* **JOB**: Reproduce the passage of the text on x86 control registers and flags that runs from "CF: Carry Flag" up to and including "result is zero.", word for word.

* **SOURCE DOCUMENT**:
Values in control registers can’t be directly accessed. Instead, data can be moved to a general-purpose (GP) register for examination or modification. Kernel programmers typically modify control registers, while userland programs may query them to determine processor capabilities.

Flags

Flags are crucial in assembly language and program flow control, helping to verify and control program execution. The EFLAGS register in 32-bit assembly contains 32 bits of status, control, and system flags.

Status Flags

CF: Carry Flag - Set on unsigned integer overflow.
PF: Parity Flag - Set if the number of 1 bits is even.
AF: Adjust Flag - Set on carry/borrow from bit 3.
ZF: Zero Flag - Set if the result is zero.
SF: Sign Flag - Set to the sign bit of the result.
OF: Overflow Flag - Set on signed integer overflow.

Control Flags

DF: Direction Flag - Controls string operation direction.

System Flags

TF: Trap Flag - Enables single-step mode for debugging.
IF: Interrupt Enable Flag - Controls response to external signals.
IOPL: I/O Privilege Level Flag - Defines access levels for I/O address space.
NT: Nested Task Flag - Links current task to the previous one.
RF: Resume Flag - Controls response to exceptions in debugging.
VM: Virtual-8086 Mode Flag - Indicates virtual-8086 mode.
AC: Alignment Check Flag - Enables alignment checking.
VIF: Virtual Interrupt Flag - Replicates IF in virtual mode.
VIP: Virtual Interrupt Pending Flag - Indicates pending interrupt in virtual mode.

* **EXCERPTED DATA**:
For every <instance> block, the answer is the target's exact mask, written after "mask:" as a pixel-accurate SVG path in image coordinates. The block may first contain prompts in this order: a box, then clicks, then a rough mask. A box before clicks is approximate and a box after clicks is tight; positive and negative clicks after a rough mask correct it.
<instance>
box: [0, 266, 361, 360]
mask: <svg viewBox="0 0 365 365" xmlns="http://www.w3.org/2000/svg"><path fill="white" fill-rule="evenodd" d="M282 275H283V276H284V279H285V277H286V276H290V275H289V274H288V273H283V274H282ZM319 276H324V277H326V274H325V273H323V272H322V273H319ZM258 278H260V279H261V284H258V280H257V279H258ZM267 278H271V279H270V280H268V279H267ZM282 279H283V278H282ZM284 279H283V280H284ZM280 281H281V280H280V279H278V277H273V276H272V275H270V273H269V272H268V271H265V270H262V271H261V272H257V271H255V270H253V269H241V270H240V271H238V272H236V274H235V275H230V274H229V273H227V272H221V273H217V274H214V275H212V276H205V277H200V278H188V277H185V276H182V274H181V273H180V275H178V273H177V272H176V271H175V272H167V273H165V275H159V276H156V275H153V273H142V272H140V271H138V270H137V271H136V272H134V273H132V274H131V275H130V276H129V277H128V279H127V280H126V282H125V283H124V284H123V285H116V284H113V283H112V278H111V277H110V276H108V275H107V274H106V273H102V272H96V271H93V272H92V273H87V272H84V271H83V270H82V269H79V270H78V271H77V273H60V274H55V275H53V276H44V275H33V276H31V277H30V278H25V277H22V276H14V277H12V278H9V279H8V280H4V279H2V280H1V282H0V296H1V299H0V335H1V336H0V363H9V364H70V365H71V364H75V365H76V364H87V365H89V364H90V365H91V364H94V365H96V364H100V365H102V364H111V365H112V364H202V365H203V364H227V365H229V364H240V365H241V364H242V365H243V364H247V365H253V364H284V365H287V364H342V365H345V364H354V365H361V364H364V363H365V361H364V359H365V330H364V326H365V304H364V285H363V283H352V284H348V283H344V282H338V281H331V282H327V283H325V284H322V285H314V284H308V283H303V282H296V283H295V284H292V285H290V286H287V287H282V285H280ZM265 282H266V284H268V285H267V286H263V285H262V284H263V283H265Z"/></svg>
---
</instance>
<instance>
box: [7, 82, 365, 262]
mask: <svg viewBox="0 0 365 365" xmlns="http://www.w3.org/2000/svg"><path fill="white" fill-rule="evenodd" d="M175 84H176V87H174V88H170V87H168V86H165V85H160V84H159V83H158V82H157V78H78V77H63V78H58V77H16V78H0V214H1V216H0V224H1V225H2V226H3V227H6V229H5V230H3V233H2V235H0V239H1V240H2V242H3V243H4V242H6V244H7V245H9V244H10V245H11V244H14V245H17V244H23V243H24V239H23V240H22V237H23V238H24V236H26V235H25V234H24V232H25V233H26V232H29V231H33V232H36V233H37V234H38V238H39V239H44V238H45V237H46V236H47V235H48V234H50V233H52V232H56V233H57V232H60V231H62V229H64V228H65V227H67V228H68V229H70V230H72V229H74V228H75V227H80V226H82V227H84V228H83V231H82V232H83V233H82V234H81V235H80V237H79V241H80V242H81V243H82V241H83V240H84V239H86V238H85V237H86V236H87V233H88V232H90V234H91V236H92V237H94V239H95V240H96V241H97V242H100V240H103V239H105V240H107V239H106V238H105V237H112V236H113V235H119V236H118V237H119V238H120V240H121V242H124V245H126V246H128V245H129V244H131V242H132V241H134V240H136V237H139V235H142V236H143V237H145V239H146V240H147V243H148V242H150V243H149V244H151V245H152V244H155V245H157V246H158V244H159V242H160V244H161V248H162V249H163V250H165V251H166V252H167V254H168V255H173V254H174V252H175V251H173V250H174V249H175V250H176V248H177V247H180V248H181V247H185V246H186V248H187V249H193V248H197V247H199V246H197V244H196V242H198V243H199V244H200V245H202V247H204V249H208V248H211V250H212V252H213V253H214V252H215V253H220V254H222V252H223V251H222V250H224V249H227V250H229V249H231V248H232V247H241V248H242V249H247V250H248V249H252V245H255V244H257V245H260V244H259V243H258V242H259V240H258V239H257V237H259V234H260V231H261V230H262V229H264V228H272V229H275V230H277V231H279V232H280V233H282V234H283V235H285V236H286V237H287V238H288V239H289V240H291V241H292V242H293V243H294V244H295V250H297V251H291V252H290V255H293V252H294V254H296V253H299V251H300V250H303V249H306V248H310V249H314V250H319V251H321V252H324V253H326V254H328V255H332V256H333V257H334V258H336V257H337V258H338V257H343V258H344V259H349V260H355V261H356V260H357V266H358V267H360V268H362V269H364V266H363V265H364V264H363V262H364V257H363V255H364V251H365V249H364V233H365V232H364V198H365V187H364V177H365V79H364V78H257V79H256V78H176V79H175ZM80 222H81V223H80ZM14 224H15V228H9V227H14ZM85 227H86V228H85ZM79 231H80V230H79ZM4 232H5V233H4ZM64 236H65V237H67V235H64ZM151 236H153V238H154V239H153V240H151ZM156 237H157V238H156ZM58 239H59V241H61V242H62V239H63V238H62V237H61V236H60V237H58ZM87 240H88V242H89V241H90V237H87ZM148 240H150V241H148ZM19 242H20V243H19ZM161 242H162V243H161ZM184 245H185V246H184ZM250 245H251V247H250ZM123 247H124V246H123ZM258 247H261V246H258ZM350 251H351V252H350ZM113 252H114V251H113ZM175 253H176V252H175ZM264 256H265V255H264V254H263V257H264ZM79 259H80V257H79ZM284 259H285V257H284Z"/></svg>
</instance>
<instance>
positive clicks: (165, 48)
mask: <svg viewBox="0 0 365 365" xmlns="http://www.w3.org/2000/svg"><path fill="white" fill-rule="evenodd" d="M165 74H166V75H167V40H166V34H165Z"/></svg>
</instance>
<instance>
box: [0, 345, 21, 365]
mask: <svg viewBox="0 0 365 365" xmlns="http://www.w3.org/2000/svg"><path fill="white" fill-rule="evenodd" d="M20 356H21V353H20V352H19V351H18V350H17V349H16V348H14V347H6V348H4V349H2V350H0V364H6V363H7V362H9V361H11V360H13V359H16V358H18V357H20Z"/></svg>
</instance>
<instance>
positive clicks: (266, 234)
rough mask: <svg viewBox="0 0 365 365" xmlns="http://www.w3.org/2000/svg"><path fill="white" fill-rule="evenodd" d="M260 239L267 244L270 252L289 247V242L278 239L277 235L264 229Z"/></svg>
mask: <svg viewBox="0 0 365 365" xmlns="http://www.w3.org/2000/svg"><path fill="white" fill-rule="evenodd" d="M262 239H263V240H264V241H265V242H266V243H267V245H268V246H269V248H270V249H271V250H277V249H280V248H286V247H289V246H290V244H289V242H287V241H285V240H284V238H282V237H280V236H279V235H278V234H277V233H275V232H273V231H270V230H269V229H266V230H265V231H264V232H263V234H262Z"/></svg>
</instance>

* **ANSWER TO THIS EXERCISE**:
CF: Carry Flag - Set on unsigned integer overflow.
PF: Parity Flag - Set if the number of 1 bits is even.
AF: Adjust Flag - Set on carry/borrow from bit 3.
ZF: Zero Flag - Set if the result is zero.